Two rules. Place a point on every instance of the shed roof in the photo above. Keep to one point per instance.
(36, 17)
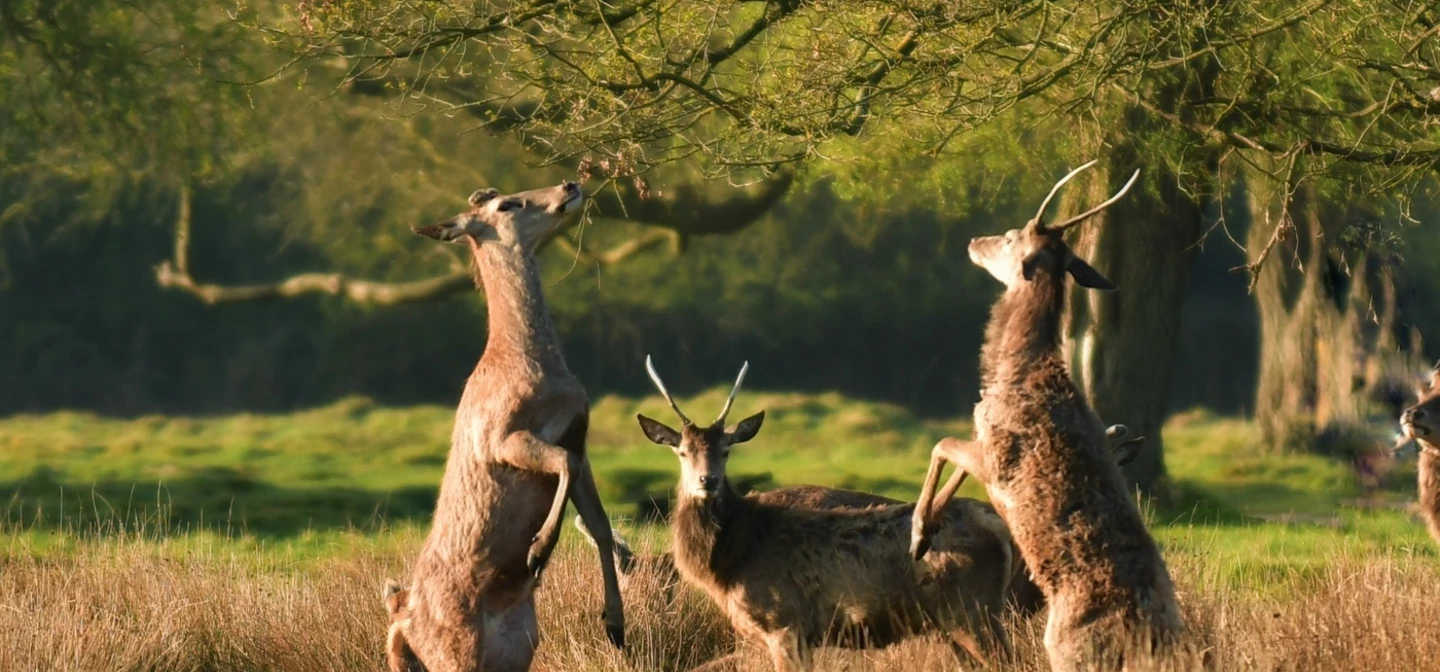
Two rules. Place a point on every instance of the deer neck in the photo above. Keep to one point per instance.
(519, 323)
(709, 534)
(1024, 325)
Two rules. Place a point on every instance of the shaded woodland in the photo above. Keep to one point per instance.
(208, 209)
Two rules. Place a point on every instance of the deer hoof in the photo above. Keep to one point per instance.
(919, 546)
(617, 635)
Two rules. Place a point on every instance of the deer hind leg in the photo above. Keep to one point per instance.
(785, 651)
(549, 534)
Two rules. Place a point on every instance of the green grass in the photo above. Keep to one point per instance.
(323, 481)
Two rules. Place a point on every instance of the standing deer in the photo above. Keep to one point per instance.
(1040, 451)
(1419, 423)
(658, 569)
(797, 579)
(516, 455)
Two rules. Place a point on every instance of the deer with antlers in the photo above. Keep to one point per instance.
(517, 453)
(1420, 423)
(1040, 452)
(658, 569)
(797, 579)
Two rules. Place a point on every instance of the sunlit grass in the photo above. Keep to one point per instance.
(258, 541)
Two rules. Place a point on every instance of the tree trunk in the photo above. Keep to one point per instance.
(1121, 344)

* ASSIGNMENT:
Omit every picture, and otherwise quote the entries exactly.

* TASK RESULT:
Two rules. Place a point on every instance of the shed roof in the photo above. Keep to one point per instance.
(36, 17)
Two rules. Place a point on every instance of the deer neck in the photo above. Keep to one point per instance.
(519, 323)
(709, 534)
(1024, 325)
Two rules. Place a point on every instance of the shaded woodland in the photo above. Keep to one point per instance.
(208, 209)
Two rules. Place a point on every instance of the deer hoof in the photo above. Keep to one point per instance.
(919, 546)
(617, 635)
Two rules. Place a point on every instance of the deer hind leg in the photo above. Keep to one point per instance.
(785, 651)
(549, 534)
Two rules. Place a point on every instance of the green grass in the photo above. Keep to one point per instance.
(323, 481)
Two rules. Place a point on every instance of the standing deer in the photo above. Keep to one point per instance.
(1040, 451)
(1419, 423)
(658, 569)
(797, 579)
(516, 455)
Two rules. Place a point on every instance of the deer with antlers in the photo above. Keep to one point per instance.
(517, 453)
(1420, 423)
(1040, 452)
(658, 569)
(797, 579)
Two rules. Place a point on every instance of the sunlit grass in the photo above. Keep to one point per instance.
(258, 541)
Two rules. Place a point on every instance of the tree trunk in the photo above. Keep to one point per instance.
(1121, 344)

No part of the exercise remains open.